**TEXTO PARA LEITURA**:
┌──
A Baleia traz o melhor de Brendan Fraser e o pior de Aronofsky

Muito conhecido por ser um diretor extremamente controverso, Darren Aronofsky possui uma filmografia para amar ou odiar, sem meio termo. Já é uma característica consolidada de suas produções possuir enredos divisivos que provocam sentimentos conflitantes no espectador, que podem causar tanto conexão quanto repulsa. Com seu mais novo filme, “A Baleia”, não é diferente.

Nele, Brendan Fraser interpreta Charlie, um professor de inglês universitário que pesa cerca de 270kg e dá aulas de ensino à distância com a câmera do computador desligada para que seus alunos não descubram sua aparência. Ao descobrir que só lhe resta uma semana de vida, ele começa atentar ao máximo se reconectar com sua filha, Ellie (Sadie Sink), uma adolescente muito explosiva e pavio curto, com quem perdeu o contato quando a garota tinha apenas oito anos de idade.
└──
**TRECHO DA LISTAGEM**:
┌──
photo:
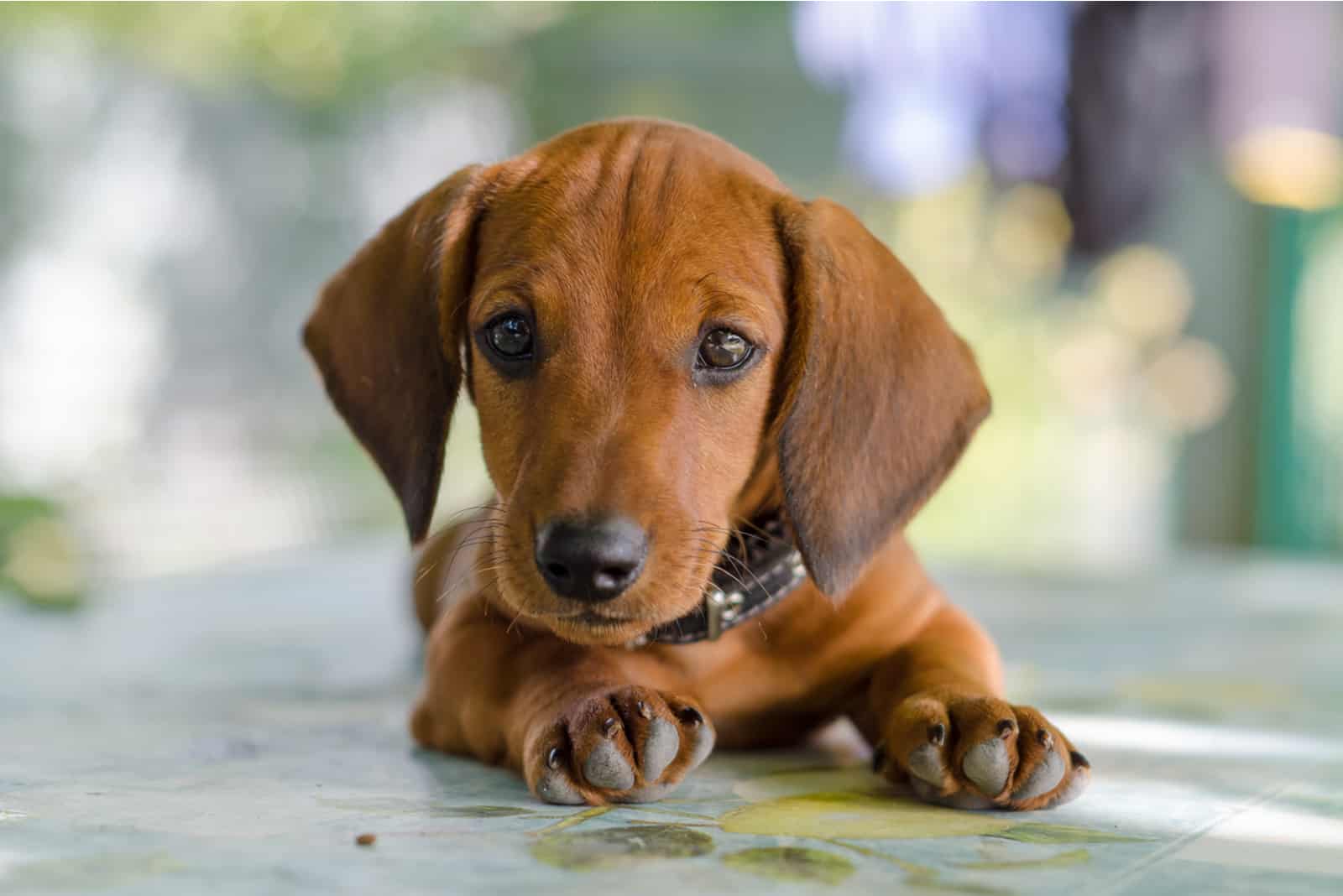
└──
**TAREFA 1**: Liste os nomes de todas as pessoas reais, entre diretor e atores, citadas na crítica sobre o filme "A Baleia".
**TAREFA 2**: Segundo a crítica sobre "A Baleia", quantos anos Ellie tinha quando Charlie perdeu o contato com ela?
**TAREFA 3**: Reescreva de forma mais concisa o parágrafo da crítica sobre "A Baleia" que começa com "Nele, Brendan Fraser interpreta", preservando os fatos principais.

**RESPOSTA COMPLETA 1**: Darren Aronofsky, Brendan Fraser, Sadie Sink

**RESPOSTA COMPLETA 2**: Ellie tinha apenas oito anos de idade.

**RESPOSTA COMPLETA 3**: Brendan Fraser vive Charlie, professor universitário de inglês com cerca de 270 kg. Ele dá aulas a distância com a câmera desligada para esconder dos alunos a sua aparência. Ao saber que lhe resta só uma semana de vida, tenta se reaproximar da filha Ellie (Sadie Sink), uma adolescente explosiva e de pavio curto, com quem perdeu o contato quando ela tinha oito anos.